R-AA04.06b. Primeiro temos de nos amar para depois amarmos os outros é uma falácia?

Considerando a natureza do amor, qualquer que seja o sentido que você queira usar, já podemos responder à primeira questão: sim, é uma falácia. Porque há dois erros de lógica.

Primeiro erro: amor não tem volume constante para, ao ser aplicado em um objeto, pessoa ou projeto, faltar para ser aplicado em outro.

Segundo: em se tratando do amor a si e aos outros, não há apenas a si e a outra ou outras pessoas para aplicar o amor, há a Terceira Entidade, já conceituada aqui e, por isto, não desenvolveremos este tópico agora.

Amor se distribui

Nosso amor não fica aplicado apenas em um polo por vez, amor se distribui. Não são apenas dois polos como a crença nos faz pensar: nós ou os outros para mar. Como se amando alguém, nosso amor-próprio diminuísse.

Amor podemos distribuir entre nós, com a terceira entidade, com outras pessoas, com projetos de vida e haja sonhos e objetos para amar, facilitar a felicidade ou nos afastar dela.

──────────────────────────────

### [Experimente]
Cite sem alterações o trecho do texto sobre o amor que vai de "Nosso amor não" a "nos afastar dela.".

Registros de dados coletados:
──────────────────────────────

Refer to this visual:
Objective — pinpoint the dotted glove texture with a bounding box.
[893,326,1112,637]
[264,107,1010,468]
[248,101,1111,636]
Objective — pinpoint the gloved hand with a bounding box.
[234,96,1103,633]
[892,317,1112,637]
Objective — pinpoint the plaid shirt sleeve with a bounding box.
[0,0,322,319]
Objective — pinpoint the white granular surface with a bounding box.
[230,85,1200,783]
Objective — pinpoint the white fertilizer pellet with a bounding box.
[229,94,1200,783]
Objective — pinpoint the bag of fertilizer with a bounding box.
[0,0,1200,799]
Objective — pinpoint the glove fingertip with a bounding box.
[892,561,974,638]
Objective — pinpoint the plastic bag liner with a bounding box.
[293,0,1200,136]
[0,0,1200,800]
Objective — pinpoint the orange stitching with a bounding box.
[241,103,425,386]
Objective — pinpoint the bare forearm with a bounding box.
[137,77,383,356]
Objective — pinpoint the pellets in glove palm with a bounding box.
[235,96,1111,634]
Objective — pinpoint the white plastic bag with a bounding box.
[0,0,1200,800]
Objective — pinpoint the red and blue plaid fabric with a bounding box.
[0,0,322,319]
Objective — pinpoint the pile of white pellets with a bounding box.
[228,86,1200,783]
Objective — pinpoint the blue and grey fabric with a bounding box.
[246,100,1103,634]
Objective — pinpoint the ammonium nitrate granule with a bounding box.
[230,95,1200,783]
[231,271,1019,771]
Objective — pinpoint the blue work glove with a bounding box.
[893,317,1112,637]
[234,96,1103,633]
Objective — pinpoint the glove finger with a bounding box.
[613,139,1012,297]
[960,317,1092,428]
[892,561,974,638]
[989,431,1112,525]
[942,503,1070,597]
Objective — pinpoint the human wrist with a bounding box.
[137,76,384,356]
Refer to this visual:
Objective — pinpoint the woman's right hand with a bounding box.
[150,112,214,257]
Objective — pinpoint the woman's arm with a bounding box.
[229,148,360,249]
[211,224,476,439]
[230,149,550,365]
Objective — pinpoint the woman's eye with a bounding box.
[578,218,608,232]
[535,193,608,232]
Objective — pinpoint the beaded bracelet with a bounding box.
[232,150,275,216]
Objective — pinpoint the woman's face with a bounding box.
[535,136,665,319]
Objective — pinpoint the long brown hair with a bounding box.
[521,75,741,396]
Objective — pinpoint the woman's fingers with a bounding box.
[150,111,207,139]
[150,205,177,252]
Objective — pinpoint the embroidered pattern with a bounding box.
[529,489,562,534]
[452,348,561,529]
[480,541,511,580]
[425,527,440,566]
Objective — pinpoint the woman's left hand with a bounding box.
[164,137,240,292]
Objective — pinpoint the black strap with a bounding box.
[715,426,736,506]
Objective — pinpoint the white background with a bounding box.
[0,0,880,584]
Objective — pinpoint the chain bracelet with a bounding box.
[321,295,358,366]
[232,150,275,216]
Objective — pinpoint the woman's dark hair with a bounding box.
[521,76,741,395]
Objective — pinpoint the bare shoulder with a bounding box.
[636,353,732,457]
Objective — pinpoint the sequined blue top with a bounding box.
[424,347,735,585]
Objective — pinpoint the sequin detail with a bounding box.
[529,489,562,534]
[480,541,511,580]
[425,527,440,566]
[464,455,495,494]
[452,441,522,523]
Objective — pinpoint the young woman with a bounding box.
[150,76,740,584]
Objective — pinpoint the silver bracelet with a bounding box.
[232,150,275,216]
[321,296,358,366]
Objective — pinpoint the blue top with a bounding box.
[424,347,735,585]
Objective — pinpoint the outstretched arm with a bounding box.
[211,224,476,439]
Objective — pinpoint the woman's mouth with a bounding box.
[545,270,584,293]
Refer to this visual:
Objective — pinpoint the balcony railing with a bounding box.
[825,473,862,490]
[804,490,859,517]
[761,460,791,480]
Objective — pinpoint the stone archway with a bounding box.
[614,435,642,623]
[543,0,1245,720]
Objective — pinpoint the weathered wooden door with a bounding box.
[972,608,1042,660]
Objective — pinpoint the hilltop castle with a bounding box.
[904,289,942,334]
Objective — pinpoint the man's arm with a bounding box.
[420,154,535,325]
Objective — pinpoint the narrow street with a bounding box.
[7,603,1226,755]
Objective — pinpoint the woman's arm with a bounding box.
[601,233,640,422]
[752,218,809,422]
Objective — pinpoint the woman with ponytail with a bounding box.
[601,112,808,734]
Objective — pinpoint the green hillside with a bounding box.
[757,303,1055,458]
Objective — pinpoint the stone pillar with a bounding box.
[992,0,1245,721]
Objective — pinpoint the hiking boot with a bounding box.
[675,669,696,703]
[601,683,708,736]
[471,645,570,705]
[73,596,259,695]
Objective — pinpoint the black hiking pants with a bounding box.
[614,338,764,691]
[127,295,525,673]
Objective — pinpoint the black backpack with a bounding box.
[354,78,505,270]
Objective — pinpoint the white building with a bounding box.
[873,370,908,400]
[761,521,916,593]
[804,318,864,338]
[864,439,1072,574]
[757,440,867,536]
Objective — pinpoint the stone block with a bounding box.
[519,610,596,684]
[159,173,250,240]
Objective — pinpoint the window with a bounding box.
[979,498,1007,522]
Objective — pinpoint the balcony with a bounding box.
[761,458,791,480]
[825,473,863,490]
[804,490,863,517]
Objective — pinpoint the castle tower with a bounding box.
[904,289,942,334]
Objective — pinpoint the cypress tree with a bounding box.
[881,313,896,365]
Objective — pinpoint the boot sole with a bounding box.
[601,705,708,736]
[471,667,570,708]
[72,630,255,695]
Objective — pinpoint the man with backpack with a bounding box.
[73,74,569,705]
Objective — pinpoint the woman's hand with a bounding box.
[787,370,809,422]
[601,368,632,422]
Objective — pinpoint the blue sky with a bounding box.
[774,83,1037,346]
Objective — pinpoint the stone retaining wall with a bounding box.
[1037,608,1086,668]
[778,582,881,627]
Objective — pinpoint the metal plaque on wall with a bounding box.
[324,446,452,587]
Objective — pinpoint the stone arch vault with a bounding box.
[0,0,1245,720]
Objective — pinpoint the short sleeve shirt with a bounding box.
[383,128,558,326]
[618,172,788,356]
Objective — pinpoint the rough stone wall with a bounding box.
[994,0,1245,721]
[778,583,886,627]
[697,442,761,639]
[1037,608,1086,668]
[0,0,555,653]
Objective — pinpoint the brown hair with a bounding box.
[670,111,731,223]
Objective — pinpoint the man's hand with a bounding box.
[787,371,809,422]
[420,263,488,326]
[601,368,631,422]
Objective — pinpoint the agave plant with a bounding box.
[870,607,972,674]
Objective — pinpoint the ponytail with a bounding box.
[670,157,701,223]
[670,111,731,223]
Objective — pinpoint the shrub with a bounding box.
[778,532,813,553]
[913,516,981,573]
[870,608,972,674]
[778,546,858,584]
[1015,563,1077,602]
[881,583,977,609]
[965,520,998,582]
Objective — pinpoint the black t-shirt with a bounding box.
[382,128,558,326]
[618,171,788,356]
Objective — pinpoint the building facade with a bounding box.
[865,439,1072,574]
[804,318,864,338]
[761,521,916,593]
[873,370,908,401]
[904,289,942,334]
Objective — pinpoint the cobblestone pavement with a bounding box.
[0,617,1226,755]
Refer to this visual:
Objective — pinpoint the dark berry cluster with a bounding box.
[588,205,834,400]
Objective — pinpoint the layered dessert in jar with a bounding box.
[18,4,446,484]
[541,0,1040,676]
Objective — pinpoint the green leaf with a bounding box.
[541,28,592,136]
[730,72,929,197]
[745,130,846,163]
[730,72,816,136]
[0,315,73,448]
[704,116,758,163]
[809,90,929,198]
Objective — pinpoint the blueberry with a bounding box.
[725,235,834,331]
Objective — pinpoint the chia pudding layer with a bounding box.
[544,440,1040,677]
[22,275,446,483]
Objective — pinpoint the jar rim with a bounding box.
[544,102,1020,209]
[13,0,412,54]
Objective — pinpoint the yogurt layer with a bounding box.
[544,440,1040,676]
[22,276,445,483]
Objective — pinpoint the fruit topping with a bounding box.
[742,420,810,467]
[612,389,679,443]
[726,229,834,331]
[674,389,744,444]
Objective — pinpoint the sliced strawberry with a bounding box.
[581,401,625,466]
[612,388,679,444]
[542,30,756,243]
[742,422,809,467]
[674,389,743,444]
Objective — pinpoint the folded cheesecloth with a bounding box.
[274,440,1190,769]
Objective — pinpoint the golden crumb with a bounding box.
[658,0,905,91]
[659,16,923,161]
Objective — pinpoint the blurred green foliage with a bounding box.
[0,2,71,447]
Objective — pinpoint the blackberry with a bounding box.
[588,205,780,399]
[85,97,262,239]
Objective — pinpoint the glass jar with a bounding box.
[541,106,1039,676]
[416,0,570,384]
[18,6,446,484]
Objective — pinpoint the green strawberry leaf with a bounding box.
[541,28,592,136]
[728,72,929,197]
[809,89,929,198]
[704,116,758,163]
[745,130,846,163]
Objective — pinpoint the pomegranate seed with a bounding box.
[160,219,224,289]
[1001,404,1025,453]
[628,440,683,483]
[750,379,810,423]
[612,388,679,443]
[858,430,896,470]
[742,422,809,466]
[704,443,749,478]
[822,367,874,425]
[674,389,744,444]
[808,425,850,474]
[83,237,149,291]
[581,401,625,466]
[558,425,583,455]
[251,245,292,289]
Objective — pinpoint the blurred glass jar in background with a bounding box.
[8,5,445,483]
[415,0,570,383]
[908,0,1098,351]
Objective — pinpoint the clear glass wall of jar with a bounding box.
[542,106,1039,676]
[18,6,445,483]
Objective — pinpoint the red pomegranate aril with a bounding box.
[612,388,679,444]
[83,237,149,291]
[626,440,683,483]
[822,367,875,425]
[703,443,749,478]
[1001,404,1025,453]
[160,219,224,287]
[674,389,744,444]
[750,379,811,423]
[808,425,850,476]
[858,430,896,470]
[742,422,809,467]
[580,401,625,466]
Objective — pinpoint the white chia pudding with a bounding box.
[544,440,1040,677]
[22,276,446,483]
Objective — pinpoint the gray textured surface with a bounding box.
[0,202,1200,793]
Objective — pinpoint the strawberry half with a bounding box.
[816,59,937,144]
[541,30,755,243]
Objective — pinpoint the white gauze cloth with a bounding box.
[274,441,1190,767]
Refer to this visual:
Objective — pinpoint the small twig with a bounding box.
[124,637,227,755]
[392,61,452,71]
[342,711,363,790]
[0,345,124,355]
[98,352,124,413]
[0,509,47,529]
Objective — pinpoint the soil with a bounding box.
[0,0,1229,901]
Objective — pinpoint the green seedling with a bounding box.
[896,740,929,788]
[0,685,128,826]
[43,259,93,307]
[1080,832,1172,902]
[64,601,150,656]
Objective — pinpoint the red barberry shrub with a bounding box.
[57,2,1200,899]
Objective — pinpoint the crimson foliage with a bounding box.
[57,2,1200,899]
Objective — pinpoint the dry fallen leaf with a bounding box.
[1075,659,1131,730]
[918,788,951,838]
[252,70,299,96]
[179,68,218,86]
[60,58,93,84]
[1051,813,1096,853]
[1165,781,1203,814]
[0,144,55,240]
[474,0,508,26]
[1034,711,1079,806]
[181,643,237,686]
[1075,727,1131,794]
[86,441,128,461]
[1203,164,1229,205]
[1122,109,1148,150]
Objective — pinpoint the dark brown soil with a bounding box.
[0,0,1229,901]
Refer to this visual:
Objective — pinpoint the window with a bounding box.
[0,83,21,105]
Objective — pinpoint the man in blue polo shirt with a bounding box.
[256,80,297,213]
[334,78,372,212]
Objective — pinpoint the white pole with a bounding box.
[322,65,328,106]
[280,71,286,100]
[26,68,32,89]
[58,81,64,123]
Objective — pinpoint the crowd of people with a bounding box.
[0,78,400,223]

──────────────────────────────

### [Resultado]
Nosso amor não fica aplicado apenas em um polo por vez, amor se distribui. Não são apenas dois polos como a crença nos faz pensar: nós ou os outros para mar. Como se amando alguém, nosso amor-próprio diminuísse.

Amor podemos distribuir entre nós, com a terceira entidade, com outras pessoas, com projetos de vida e haja sonhos e objetos para amar, facilitar a felicidade ou nos afastar dela.